Provided text:
---*---

Sweep rowing is one of two disciplines of the sport of rowing. In sweep rowing each rower has one oar, usually held with both hands. As each rower has only one oar, the rowers have to be paired so that there are equal numbers of oars on each side of the boat. In the United Kingdom, rowing generally refers to sweep rowing only. The term pulling was also used historically. In the other rowing discipline, sculling, each rower holds two oars, one in each hand.

Sweep or single oar rowing has a long history and was the means of propulsion for Greek triremes and Viking longboats. These boats were wide enough for the pairs of rowers to sit alongside each other. Boats can go faster the narrower they are, because a smaller cross-sectional area reduces drag and wave drag and gives a sharper angle to the bow. The hulls can be kept narrower by attaching riggers to the gunwales, so that the oarlocks can be placed farther out to carry longer oars. A narrower hull means the rowers cannot sit side by side and so they sit one behind another. The riggers are placed alternately along the boat so that the forces are approximately equal to each side of the boat, but they are nevertheless asymmetrical. This means a sweep oared racing shell has to be stiffer in order to handle the unmatched forces, and so requires more bracing, which means it has to be heavier and slower than an equivalent sculling boat.

Sweep rowing has to be done with crews in multiples of two: pairs, fours and eights (sixes and boats longer than eight are not used in competitive racing today). Each rower in a sweep boat is on either stroke side (port) or bow side (starboard), according to which side of the boat the rower's oar extends from. In a sculling boat the oars and riggers apply forces symmetrically to the shell. While sculling boats are also in multiples of two, it is possible to have a single scull or triple scull.

The primary sweep oar racing boats are as follows.
- Eight (8+)
  A shell with 8 rowers. Always with coxswain because of the size, weight and speed of the boat; bowloader eights exist but are banned from most competitions for safety reasons.
- Four (4-) or (4+)
  A shell with 4 rowers. Coxless fours (4-) are often referred to as straight fours, and are commonly used by lightweight and elite crews and are raced at the Olympics. In club and school rowing, one more frequently sees a coxed four (4+) which is easier to row, and has a coxswain to steer.
- Pair (2-) or (2+)
  A shell with 2 rowers. The coxless pair (2-), often called a straight pair, is a demanding but satisfying boat to master. Coxed pairs (2+) are rarely rowed by most club and school programs. It is no longer an Olympic event and was dropped from the World Rowing Championships in 2017.

---*---

Dataset entries:
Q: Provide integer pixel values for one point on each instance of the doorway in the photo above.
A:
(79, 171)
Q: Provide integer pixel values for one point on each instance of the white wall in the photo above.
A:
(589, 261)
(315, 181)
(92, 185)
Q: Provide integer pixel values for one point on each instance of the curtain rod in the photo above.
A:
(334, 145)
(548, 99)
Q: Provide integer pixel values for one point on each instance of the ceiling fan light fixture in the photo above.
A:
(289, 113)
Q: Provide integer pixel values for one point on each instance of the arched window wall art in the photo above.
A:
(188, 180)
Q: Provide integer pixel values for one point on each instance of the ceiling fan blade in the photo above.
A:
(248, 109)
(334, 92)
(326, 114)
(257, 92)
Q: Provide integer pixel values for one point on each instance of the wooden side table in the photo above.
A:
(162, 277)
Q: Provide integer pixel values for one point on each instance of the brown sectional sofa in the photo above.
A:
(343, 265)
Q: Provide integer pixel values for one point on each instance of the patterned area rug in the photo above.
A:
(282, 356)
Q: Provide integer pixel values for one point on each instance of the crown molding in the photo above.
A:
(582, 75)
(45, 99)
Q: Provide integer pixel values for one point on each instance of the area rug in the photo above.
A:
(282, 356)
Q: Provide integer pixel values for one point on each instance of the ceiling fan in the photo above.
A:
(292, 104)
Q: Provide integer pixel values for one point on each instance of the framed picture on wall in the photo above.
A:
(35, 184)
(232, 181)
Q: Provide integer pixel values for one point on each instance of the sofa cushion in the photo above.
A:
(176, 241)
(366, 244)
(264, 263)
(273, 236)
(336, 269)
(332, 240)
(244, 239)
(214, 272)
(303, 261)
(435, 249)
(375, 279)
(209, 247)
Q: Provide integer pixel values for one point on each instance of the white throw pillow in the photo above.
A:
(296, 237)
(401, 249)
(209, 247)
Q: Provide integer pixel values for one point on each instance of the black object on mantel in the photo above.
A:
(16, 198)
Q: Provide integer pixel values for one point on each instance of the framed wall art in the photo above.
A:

---*---

What to work on: Retype the part of the sweep rowing text between "A shell with 8" and "Four (4-) or (4+)", inclusive. These rows were taken from a different source than the text.

Written reply:
A shell with 8 rowers. Always with coxswain because of the size, weight and speed of the boat; bowloader eights exist but are banned from most competitions for safety reasons.
- Four (4-) or (4+)